- [Document extract]
┌────────

For the past month a court case connected to Formula One has been raging in London's High Court. The details at the heart of it are incredibly complex but, in a nutshell, it revolves around the value of F1.
German media rights firm Constantin Medien claims that Bernie Ecclestone and his Bambino family trust conspired with German banker Gerhard Gribkowsky to undervalue the sport when it was bought by current owner, the private equity firm CVC for £1.2bn ($2bn) in 2005. Given that the case concerns events which took place more than five years ago it is little surprise that much of the news which has come out of the trial has had little relevance to the world we live in today. One big exception is revealed in an article in today's Independent written by Pitpass' business editor Christian Sylt.
Last week saw the final factual witness in the trial. These are people who had a direct involvement with the events in the trial compared to expert witnesses, who are simply specialists in the subject under discussion (which, in this case is company valuation).
The last factual witness was Donald Mackenzie, the co-founder and co-chairman of CVC, and his testimony generated a lot of column inches. Most of them focussed on two issues which are typified by the following headlines: 'Court case put a brake on F1 float' and 'CVC would fire F1 boss Ecclestone if found guilty'. It's easy to see why these kind of subjects caught the attention of journalists who don't specialise in writing about the business of F1. They are easy to understand and make for nice headlines although, of course, there is nothing new about them whatsoever.
In May this year Ecclestone himself told Bloomberg that the lawsuits put a brake on the F1 float and said "it would be silly to go into the market, you don't want any single question" hanging over the sport. Likewise, at the end of last year Ecclestone told Sylt that if he is found guilty of paying a bribe CVC "will probably be forced to get rid of me."
Having seen the insipid headlines which were generated by Mackenzie's evidence in court Sylt decided to go through the transcript of the testimony with a fine tooth comb. As he specialises in writing about the business of F1 he wasn't looking for news which would look eye-catching on the sports pages but deeper issues underpinning the industry. He soon found something which ticked both boxes and it is hard to imagine how those journalists sitting in court managed to miss it.
Alarm bells should have started ringing when Mackenzie said that the Royal Bank of Scotland (RBS) and Lehman Brothers were "extremely careless" to lend £1.6bn ($2.7bn) to F1 in 2006. In itself it is surprising that Mackenzie made such a critical comment about the banks as they had lent a great deal of money to a company which he had bought. However, he didn't stop there and what followed was even more remarkable.
Mackenzie said that in order to grant the loan, RBS needed an "independent valuation" of F1 which was produced by the accountancy firm Ernst & Young. This valued F1 at £3.6bn ($5.9bn) and was described as an "independent view" but Mackenzie claimed that, in fact, it "was a value that the banks provided themselves to Ernst & Young." Constantin's claim that F1 was undervalued when it was sold for £1.2bn in 2005 is partly based on the fact that Ernst & Young valued it at £3.6bn the following year. Accordingly, Mackenzie's savage critique of the Ernst & Young valuation is at the heart of the court case making it even more astonishing that it went unnoticed until today's article. And it isn't as if Mackenzie just mentioned it in passing.

└────────

(Records from a data source)
┌────────

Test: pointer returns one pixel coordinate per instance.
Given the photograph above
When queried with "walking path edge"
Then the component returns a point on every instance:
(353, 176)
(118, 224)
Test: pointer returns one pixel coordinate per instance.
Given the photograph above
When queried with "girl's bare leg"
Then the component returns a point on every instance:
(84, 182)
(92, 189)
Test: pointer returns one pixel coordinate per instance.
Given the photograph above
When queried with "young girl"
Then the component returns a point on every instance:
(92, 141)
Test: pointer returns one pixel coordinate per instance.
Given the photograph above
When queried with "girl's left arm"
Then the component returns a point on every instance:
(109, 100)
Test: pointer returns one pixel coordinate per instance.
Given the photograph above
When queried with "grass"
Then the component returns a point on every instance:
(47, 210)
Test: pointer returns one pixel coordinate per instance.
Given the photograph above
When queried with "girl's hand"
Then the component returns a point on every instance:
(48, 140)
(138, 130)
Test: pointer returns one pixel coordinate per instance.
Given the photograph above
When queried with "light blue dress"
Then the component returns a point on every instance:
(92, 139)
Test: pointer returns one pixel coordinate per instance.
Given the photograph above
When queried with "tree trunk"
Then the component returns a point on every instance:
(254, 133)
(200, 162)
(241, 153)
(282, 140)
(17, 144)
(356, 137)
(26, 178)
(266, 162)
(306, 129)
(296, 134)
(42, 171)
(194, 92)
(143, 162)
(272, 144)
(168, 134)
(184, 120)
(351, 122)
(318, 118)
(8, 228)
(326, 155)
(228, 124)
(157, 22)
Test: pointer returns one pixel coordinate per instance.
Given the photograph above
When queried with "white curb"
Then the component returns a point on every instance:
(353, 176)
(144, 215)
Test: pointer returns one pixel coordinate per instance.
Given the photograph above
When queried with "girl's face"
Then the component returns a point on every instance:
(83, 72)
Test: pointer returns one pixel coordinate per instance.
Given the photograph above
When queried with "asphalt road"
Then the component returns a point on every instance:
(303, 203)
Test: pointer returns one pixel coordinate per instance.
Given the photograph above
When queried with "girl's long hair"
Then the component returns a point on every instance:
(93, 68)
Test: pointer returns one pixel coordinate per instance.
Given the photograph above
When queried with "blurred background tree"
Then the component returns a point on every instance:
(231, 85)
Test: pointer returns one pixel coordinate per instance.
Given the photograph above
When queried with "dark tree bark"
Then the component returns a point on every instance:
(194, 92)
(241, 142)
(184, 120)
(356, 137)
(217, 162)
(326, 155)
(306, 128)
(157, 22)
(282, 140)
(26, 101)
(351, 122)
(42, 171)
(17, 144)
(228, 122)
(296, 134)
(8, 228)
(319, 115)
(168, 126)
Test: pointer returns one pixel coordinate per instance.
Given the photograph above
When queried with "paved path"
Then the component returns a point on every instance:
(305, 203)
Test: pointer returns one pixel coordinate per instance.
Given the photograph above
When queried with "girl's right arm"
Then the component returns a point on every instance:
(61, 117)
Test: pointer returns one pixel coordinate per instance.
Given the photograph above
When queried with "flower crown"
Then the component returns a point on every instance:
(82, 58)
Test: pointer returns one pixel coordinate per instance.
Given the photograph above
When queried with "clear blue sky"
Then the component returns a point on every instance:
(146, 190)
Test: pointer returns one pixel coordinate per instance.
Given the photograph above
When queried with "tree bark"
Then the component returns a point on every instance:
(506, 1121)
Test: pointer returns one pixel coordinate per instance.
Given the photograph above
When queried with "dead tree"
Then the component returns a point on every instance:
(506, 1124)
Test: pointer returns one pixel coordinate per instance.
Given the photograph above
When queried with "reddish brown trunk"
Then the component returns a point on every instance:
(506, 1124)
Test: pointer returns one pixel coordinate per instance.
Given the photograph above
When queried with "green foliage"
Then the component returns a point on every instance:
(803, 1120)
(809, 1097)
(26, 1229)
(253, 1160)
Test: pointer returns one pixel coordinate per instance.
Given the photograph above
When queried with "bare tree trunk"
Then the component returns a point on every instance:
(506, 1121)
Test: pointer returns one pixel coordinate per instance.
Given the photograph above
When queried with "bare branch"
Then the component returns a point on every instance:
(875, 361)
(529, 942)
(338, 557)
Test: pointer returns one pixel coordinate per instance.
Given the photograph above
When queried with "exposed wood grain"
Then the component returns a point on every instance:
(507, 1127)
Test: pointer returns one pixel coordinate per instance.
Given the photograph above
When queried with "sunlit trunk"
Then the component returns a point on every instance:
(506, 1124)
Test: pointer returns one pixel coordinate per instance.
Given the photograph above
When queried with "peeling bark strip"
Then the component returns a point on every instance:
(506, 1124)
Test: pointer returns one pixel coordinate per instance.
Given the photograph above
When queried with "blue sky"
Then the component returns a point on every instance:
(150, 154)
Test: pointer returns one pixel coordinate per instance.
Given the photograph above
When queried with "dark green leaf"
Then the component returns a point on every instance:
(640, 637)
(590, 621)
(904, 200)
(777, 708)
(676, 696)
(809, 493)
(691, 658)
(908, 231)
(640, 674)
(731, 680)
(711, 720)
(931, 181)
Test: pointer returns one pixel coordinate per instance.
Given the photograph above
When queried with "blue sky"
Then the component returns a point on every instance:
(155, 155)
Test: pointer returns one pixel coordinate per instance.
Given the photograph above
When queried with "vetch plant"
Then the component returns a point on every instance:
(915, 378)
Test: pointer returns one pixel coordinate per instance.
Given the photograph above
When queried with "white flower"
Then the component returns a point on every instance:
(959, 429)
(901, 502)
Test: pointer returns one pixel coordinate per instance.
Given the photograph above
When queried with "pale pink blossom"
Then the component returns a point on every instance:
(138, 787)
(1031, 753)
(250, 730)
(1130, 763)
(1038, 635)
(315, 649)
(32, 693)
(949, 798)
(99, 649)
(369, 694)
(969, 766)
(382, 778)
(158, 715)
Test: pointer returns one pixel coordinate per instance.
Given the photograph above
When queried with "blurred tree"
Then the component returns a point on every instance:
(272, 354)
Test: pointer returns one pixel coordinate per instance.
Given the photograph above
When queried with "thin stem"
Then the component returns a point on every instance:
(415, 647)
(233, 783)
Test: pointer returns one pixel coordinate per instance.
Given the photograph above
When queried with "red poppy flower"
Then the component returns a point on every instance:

└────────

- [To-do list]
1. In the article on the Formula One court case, what value did the Ernst & Young valuation put on F1?
2. From the article on the Formula One court case, extract the part that opens with the words containing "Mackenzie said that in" and closes with "it in passing.".
3. Can you extend the article on the Formula One court case, picking up after its last sentence?

- [Responses to the exercise]
1. £3.6bn ($5.9bn)

2.
Mackenzie said that in order to grant the loan, RBS needed an "independent valuation" of F1 which was produced by the accountancy firm Ernst & Young. This valued F1 at £3.6bn ($5.9bn) and was described as an "independent view" but Mackenzie claimed that, in fact, it "was a value that the banks provided themselves to Ernst & Young." Constantin's claim that F1 was undervalued when it was sold for £1.2bn in 2005 is partly based on the fact that Ernst & Young valued it at £3.6bn the following year. Accordingly, Mackenzie's savage critique of the Ernst & Young valuation is at the heart of the court case making it even more astonishing that it went unnoticed until today's article. And it isn't as if Mackenzie just mentioned it in passing.

3.
The subject came up in court as a result of Mackenzie alleging yet more failings on the part of RBS, Lehman Brothers and Ernst & Young. The banks gave the £1.6bn loan to refinance F1's existing debt which means that its previous loan was paid back and replaced with this new one. When the £1.6bn was paid in 2006 there was only one year left on the Concorde Agreement, the contract which commits F1's teams to race. The teams had signed a Memorandum of Understanding (MOU) but this was not legally binding. In court Mackenzie said that not only did the Ernst & Young valuation report claim that "the Concorde Agreement would stay in place for ever" but he added that RBS and Lehman Brothers "didn't read the MOU properly. They didn't quite work out that it wasn't a Concorde and they lent money against something that turned out to be very flimsy."
Here is a verbatim transcript of the astonishing exchange:
Donald Mackenzie: I would have tried to sell [F1]. If I had the Concorde Agreement signed I would have tried.
Philip Marshall (QC for Constantin Medien): The answer to my question is you weren't trying to sell it, were you? The answer is no, you weren't.
DM: I couldn't sell it. There wasn't something to sell at that time. It was a...
PM: You didn't try to sell it to anyone, did you? Did you?
DM: Did I try? If anyone would have listened, I would have tried.
PM: The answer is you didn't. Correct?
DM: Well, that's what your answer is.
PM: I'm asking you: did you try to sell it?
DM: Which particular year?
PM: Let's take 2006.
DM: No, I don't think we did try to sell it in 2006.
PM: Or 2007.
DM: No, because we didn't have a Concorde, remember?
PM: What you did do was you refinanced, which is what you'd always planned to do; correct?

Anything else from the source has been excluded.